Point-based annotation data
......

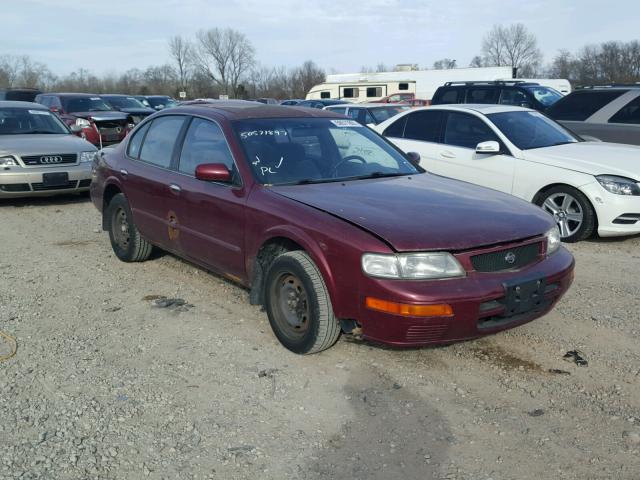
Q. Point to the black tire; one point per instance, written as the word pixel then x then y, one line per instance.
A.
pixel 126 241
pixel 295 292
pixel 579 207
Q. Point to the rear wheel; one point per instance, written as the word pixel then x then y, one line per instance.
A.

......

Lay out every line of the items above as a numbered list, skipping any blank lines. Leave the pictures out of your answer.

**The result**
1. Q. Point to the black tire; one point per instance, written as the word pixel then x then y, one line per instance.
2. A.
3. pixel 126 241
4. pixel 295 292
5. pixel 579 207
6. Q. Point to the rear wheel; one point per instance, written as the word pixel then x then y, one line per instance.
7. A.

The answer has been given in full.